___ Information provided

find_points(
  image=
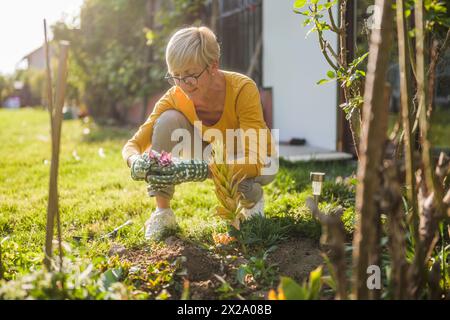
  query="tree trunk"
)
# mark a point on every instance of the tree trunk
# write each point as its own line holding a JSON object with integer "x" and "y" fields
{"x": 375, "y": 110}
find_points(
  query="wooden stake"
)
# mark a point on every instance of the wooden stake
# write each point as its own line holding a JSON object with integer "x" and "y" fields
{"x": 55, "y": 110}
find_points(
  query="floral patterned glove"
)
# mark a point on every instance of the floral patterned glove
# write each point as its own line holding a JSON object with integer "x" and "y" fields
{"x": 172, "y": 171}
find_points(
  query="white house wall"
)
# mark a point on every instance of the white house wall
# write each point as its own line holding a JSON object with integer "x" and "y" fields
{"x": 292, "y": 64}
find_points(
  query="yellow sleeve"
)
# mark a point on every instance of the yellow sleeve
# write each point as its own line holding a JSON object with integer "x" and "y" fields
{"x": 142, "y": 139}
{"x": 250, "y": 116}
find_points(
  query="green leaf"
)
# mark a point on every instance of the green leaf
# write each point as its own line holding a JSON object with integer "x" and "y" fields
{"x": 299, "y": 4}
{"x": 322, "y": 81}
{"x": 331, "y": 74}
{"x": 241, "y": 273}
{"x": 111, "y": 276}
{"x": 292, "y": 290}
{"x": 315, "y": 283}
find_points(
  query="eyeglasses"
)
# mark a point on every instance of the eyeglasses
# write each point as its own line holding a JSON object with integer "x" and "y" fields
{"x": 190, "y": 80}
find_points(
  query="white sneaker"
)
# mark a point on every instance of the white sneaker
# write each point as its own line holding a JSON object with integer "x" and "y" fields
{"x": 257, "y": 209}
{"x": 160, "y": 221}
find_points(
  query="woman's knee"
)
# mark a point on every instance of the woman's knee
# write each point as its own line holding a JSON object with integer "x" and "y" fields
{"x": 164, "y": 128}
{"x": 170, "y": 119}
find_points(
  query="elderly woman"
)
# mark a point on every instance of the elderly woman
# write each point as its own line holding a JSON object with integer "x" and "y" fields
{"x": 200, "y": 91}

______
___ Information provided

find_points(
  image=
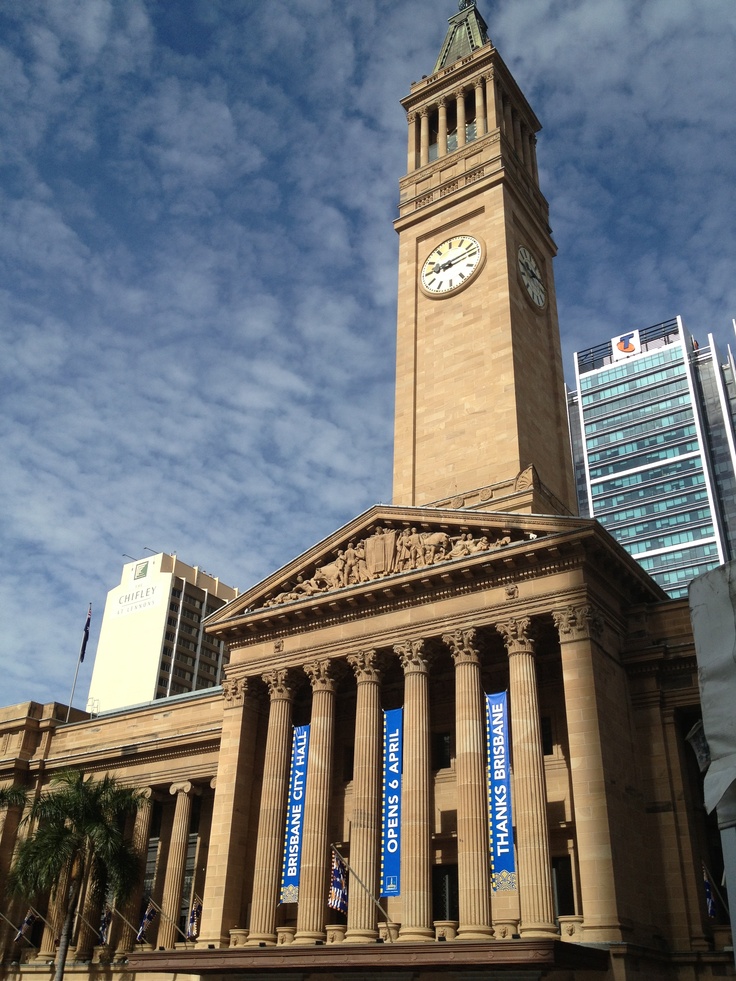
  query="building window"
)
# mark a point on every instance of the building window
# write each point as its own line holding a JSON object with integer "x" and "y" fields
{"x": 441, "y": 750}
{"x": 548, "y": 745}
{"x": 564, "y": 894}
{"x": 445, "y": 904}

______
___ Information provided

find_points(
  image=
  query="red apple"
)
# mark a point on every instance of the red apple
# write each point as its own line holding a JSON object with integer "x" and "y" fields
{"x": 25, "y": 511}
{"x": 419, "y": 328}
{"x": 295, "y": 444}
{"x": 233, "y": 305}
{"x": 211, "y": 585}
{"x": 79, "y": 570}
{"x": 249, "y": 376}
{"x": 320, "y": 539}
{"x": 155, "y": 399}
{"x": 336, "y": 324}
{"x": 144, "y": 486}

______

Goal of the exercise ▸ Identify every line of the records above that contains the string "query", and copy each such line.

Finished task ▸
  query="tree trunk"
  query="wooden stake"
  query="floral patterned glove"
  query="white house wall"
  query="yellow sleeve"
  query="green leaf"
  query="eyeglasses"
  query="white sneaker"
  query="woman's knee"
  query="elderly woman"
  query="building window"
  query="red apple"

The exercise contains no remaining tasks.